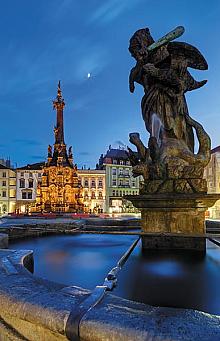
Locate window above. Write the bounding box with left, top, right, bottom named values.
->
left=22, top=192, right=27, bottom=199
left=112, top=168, right=117, bottom=175
left=20, top=179, right=25, bottom=188
left=125, top=179, right=130, bottom=187
left=28, top=192, right=32, bottom=199
left=28, top=179, right=34, bottom=188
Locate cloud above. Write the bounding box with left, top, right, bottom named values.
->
left=114, top=140, right=126, bottom=147
left=90, top=0, right=140, bottom=23
left=30, top=155, right=45, bottom=162
left=78, top=152, right=91, bottom=155
left=12, top=139, right=41, bottom=146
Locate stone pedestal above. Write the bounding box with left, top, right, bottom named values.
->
left=126, top=193, right=220, bottom=251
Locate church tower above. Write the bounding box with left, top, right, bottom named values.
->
left=36, top=81, right=83, bottom=212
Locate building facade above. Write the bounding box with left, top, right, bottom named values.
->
left=78, top=169, right=106, bottom=213
left=36, top=82, right=83, bottom=212
left=0, top=164, right=16, bottom=215
left=204, top=146, right=220, bottom=219
left=97, top=146, right=141, bottom=213
left=16, top=162, right=45, bottom=214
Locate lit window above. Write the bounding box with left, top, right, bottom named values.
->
left=28, top=179, right=34, bottom=187
left=20, top=179, right=25, bottom=188
left=22, top=192, right=27, bottom=199
left=112, top=179, right=117, bottom=186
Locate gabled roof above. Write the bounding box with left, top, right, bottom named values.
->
left=104, top=148, right=128, bottom=160
left=0, top=164, right=10, bottom=170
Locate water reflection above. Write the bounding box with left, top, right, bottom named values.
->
left=11, top=234, right=220, bottom=314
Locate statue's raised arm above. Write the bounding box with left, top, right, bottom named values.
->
left=129, top=26, right=210, bottom=194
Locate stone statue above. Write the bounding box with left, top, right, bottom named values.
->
left=128, top=27, right=211, bottom=193
left=68, top=146, right=73, bottom=159
left=47, top=144, right=52, bottom=157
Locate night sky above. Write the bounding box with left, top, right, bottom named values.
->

▶ Prompt: Can you write out all the entries above again, swapping "bounding box" for "enclosing rectangle" and keeping everything else the same? Leave the pictures out.

▶ Problem solution:
Locate window above. Write the enclosing rectangle with left, top, right, bottom named values.
->
left=22, top=192, right=27, bottom=199
left=112, top=168, right=117, bottom=175
left=20, top=179, right=25, bottom=188
left=125, top=179, right=130, bottom=187
left=28, top=192, right=32, bottom=199
left=28, top=179, right=34, bottom=188
Locate cloud above. Write the enclosing rectangle with left, top, right, bottom named values.
->
left=114, top=140, right=126, bottom=147
left=90, top=0, right=140, bottom=23
left=30, top=155, right=45, bottom=162
left=78, top=152, right=91, bottom=155
left=12, top=139, right=41, bottom=146
Locate stone pedestal above. Write the enclosing rectangle with left, top, right, bottom named values.
->
left=126, top=193, right=220, bottom=251
Locate church tower above. Write the enclosing rectangle with left, top, right, bottom named values.
->
left=36, top=81, right=83, bottom=212
Locate building facade above. Write the enclosing rectangle with left, top, right, bottom named values.
->
left=78, top=169, right=106, bottom=213
left=36, top=82, right=83, bottom=212
left=0, top=164, right=16, bottom=215
left=204, top=146, right=220, bottom=219
left=97, top=146, right=141, bottom=213
left=16, top=162, right=45, bottom=214
Locate lit window above. Write the enclosing rectangle with left, top, right, bottom named values.
->
left=28, top=179, right=34, bottom=187
left=20, top=179, right=25, bottom=188
left=22, top=192, right=27, bottom=199
left=112, top=179, right=117, bottom=186
Locate gabled roof above. Write the enclosing rectangle with left, top, right, bottom named values.
->
left=104, top=148, right=128, bottom=160
left=0, top=164, right=10, bottom=170
Locate water reflection above. Write the enclosing rectangle with left, top, right, bottom named values.
->
left=11, top=234, right=220, bottom=314
Locate statue's raised arm above. Write the enclosing rectangle with left, top, right, bottom named values.
->
left=129, top=26, right=210, bottom=194
Locate stone statue above. Write the enclosing rectangle with left, top, right, bottom named values.
->
left=128, top=27, right=211, bottom=193
left=68, top=146, right=73, bottom=159
left=47, top=144, right=52, bottom=157
Locate night sky above. Write the enclosing rectangle with left, top, right, bottom named values.
->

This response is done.